TASK INSTRUCTIONS: Please write out the data below once more, exactly as it stands.

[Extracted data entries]
-*-*-

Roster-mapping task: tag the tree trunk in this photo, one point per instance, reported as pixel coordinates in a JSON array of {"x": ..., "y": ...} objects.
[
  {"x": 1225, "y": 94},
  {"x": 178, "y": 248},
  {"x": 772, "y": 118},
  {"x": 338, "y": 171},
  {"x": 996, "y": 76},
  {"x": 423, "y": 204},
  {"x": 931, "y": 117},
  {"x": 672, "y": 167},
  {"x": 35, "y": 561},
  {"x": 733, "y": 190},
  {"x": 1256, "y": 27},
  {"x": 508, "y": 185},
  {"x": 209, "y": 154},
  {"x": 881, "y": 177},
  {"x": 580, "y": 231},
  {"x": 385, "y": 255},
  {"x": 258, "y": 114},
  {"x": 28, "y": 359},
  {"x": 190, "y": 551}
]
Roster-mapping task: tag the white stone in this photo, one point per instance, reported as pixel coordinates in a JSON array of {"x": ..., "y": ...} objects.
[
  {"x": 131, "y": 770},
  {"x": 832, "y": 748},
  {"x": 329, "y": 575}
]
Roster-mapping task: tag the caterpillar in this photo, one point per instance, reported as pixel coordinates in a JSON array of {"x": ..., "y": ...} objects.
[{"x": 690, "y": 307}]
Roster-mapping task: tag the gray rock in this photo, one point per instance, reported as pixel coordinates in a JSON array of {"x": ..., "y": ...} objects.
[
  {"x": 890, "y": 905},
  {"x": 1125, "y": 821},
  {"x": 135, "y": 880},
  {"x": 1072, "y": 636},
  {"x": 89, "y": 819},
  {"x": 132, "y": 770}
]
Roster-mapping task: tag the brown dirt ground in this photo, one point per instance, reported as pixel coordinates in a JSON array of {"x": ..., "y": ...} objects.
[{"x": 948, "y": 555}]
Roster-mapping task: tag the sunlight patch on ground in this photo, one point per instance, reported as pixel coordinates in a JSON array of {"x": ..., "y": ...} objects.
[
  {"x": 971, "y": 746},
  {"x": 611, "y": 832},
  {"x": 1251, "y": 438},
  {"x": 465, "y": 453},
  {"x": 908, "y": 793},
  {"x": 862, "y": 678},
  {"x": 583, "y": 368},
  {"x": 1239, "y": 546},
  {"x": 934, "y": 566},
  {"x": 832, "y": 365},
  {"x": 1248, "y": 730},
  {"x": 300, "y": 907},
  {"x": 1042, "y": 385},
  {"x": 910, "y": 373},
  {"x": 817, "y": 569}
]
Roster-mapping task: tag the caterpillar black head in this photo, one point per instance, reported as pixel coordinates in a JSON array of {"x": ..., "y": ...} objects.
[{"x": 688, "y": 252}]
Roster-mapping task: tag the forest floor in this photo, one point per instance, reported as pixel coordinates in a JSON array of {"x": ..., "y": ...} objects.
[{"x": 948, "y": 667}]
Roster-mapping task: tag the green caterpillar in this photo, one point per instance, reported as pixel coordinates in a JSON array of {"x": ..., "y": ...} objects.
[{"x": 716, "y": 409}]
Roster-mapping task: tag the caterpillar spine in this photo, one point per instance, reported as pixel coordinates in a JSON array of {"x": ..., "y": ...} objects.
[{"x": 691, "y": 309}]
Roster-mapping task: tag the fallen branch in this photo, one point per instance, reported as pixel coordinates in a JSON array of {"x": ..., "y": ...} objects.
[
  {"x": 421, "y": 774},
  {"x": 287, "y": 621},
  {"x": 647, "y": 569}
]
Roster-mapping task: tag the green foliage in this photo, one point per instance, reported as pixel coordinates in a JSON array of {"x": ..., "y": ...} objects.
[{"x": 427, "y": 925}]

-*-*-

REPLY TO THE EXERCISE:
Roster-mapping task: tag the tree trunk in this photo, one point per instance, reported as pixel coordinates in a JSON array of {"x": ..., "y": ...} objects.
[
  {"x": 1225, "y": 94},
  {"x": 178, "y": 248},
  {"x": 772, "y": 118},
  {"x": 338, "y": 171},
  {"x": 996, "y": 76},
  {"x": 423, "y": 204},
  {"x": 931, "y": 117},
  {"x": 672, "y": 167},
  {"x": 35, "y": 561},
  {"x": 733, "y": 190},
  {"x": 1256, "y": 27},
  {"x": 508, "y": 185},
  {"x": 209, "y": 154},
  {"x": 881, "y": 177},
  {"x": 580, "y": 231},
  {"x": 385, "y": 255},
  {"x": 258, "y": 114},
  {"x": 28, "y": 359},
  {"x": 190, "y": 551}
]
Roster-mapping task: tag the white stone in this photo, one point per instance, reported as pixel coordinates in a JSON array of {"x": ..., "y": ...} objects.
[
  {"x": 131, "y": 770},
  {"x": 832, "y": 748},
  {"x": 329, "y": 575}
]
Roster-mapping task: tag the caterpillar in this photo, one point per instance, reported as pixel coordinates in a JSON array of {"x": ..., "y": ...} objects.
[{"x": 690, "y": 307}]
Roster-mapping task: tag the gray rock in this photo, one point per instance, reported as pixel coordinates in a JSON array of {"x": ..., "y": ...} objects.
[
  {"x": 890, "y": 905},
  {"x": 1125, "y": 821},
  {"x": 135, "y": 880},
  {"x": 1072, "y": 636},
  {"x": 89, "y": 819},
  {"x": 132, "y": 770}
]
Roster-mapping task: tag the brown dirt ground in this photo, one point per instance, reported as pixel coordinates in a JSON array of {"x": ..., "y": ...} objects.
[{"x": 948, "y": 555}]
Roster-mapping task: tag the sunlight patch on ground in this photo, one point per instance, reported as pixel coordinates in a JSON array of {"x": ..., "y": ...} objects.
[
  {"x": 971, "y": 746},
  {"x": 611, "y": 832},
  {"x": 1251, "y": 438},
  {"x": 465, "y": 453},
  {"x": 908, "y": 793},
  {"x": 862, "y": 678},
  {"x": 583, "y": 368},
  {"x": 1239, "y": 546},
  {"x": 934, "y": 566},
  {"x": 832, "y": 365},
  {"x": 1248, "y": 730},
  {"x": 300, "y": 907},
  {"x": 1042, "y": 385},
  {"x": 910, "y": 373},
  {"x": 817, "y": 569}
]
Roster-mapping task: tag the caterpillar black head in this photo, one point per instance, reported as pixel coordinates in a JSON array of {"x": ..., "y": ...} objects.
[{"x": 688, "y": 252}]
Roster-mapping task: tag the forest floor in this photo, one point per instance, reported as pixel coordinates in a JSON array of {"x": ..., "y": ...} objects.
[{"x": 948, "y": 667}]
Roster-mapping task: tag the green caterpillar in this photo, one point per instance, reported as pixel coordinates in a JSON array of {"x": ..., "y": ...} objects.
[{"x": 716, "y": 409}]
Roster-mapping task: tag the caterpillar spine in this photo, one point per instance, reported as pixel coordinates in a JSON array of {"x": ..., "y": ...} objects.
[{"x": 691, "y": 309}]
Roster-mapping task: tag the fallen branch in this photo, one point per instance, reported as pixel coordinates in a JSON array of {"x": ..., "y": ...} objects.
[
  {"x": 421, "y": 774},
  {"x": 287, "y": 621},
  {"x": 647, "y": 569}
]
Roster-mapping task: tag the green foliage in this photo, one point per instance, reported as pixel coordinates in a JSON array of {"x": ..., "y": ...} objects.
[{"x": 427, "y": 925}]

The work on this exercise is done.